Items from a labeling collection
· · · ·

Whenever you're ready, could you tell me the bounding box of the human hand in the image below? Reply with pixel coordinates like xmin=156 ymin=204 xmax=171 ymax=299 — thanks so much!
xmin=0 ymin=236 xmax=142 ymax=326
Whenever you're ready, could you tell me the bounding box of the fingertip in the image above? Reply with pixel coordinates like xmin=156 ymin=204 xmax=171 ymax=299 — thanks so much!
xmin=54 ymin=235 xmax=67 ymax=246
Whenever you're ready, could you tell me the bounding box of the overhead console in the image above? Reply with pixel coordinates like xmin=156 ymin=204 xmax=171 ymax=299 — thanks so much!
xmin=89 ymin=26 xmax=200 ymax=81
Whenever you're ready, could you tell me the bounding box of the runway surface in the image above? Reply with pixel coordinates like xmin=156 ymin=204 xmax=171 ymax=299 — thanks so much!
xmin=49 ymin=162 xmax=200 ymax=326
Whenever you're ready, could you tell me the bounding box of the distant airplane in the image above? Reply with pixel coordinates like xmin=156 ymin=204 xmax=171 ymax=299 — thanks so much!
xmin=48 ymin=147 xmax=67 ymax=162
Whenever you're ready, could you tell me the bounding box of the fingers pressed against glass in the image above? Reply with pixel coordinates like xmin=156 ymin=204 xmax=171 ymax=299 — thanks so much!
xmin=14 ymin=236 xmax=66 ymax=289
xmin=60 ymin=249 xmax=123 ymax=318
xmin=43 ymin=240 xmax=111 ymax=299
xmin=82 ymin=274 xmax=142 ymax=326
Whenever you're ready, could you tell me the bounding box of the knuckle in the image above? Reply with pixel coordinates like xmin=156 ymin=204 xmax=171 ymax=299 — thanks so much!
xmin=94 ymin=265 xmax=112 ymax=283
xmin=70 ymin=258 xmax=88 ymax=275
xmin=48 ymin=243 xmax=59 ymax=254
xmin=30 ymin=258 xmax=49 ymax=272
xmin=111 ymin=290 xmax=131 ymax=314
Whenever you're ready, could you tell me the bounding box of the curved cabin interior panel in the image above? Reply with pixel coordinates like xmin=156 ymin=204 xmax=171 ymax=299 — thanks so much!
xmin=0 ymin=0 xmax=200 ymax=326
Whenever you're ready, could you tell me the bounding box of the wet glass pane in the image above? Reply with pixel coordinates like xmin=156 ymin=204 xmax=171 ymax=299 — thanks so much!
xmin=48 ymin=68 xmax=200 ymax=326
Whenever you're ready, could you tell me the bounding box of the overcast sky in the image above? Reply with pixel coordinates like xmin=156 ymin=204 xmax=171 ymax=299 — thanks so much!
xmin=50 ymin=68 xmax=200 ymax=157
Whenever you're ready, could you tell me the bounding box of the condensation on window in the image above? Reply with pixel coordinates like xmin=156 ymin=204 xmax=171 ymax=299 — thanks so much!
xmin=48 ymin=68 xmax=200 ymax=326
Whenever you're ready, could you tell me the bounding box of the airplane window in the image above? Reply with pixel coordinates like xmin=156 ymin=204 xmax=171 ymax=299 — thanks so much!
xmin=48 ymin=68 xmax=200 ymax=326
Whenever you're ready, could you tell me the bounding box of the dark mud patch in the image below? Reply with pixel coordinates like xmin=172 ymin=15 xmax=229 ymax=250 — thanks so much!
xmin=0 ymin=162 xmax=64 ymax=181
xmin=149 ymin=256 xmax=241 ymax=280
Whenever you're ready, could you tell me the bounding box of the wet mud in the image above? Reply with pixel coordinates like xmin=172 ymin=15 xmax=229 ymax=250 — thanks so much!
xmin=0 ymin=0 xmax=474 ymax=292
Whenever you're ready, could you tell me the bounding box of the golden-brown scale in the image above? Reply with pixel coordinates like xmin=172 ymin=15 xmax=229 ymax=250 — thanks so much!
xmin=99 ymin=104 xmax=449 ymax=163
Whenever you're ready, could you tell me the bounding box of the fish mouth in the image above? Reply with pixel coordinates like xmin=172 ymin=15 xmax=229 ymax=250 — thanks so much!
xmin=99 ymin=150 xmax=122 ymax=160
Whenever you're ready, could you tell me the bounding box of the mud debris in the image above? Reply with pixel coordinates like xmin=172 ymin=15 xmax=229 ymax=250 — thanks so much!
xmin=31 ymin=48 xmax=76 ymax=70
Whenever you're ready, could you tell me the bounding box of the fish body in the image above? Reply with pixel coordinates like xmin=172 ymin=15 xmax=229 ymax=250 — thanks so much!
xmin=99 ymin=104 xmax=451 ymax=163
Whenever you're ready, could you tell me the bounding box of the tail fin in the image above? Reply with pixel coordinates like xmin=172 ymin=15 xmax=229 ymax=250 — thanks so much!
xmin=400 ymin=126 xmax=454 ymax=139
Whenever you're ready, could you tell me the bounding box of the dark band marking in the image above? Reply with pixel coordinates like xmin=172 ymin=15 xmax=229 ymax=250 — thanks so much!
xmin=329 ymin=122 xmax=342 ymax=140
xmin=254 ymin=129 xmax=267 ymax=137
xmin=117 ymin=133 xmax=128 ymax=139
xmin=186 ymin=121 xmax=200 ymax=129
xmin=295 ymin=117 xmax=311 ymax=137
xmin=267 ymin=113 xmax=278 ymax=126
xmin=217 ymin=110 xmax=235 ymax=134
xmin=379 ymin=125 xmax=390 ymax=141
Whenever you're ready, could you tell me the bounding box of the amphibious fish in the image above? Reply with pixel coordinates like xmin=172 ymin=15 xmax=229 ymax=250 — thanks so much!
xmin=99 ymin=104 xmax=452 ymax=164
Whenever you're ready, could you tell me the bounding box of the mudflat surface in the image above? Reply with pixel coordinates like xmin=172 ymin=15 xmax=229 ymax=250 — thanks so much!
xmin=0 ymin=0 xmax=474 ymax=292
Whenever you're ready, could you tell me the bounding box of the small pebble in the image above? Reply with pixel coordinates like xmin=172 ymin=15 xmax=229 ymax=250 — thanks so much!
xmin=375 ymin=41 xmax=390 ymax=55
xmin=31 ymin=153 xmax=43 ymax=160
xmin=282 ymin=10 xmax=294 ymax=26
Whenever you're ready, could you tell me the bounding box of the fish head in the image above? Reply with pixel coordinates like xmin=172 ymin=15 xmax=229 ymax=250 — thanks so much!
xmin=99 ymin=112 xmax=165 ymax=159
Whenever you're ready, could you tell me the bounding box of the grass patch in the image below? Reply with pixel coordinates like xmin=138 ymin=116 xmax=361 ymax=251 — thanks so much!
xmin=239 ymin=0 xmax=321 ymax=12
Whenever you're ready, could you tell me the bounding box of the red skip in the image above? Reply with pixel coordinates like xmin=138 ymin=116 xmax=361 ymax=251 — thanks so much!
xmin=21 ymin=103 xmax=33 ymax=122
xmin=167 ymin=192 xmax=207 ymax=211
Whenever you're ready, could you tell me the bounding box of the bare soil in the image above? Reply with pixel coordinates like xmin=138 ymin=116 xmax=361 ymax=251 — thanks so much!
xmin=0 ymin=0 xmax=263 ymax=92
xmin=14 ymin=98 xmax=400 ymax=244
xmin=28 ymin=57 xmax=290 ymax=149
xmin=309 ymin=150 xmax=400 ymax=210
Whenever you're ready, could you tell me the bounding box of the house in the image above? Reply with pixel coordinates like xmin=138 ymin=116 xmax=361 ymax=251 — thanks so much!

· · · ·

- _Exercise prompt_: Gather every line in the items above that contains the string "surface", copying each one unchanged.

- _Full solution_:
Whenever you're ready, could you tell me the bounding box of the runway surface in the image above? Reply with pixel coordinates like xmin=156 ymin=204 xmax=171 ymax=299 — thanks so much!
Whenever you're ready, could you tell me the bounding box of the mudflat surface in the image above? Reply with pixel coordinates like xmin=172 ymin=15 xmax=229 ymax=250 — thanks so much!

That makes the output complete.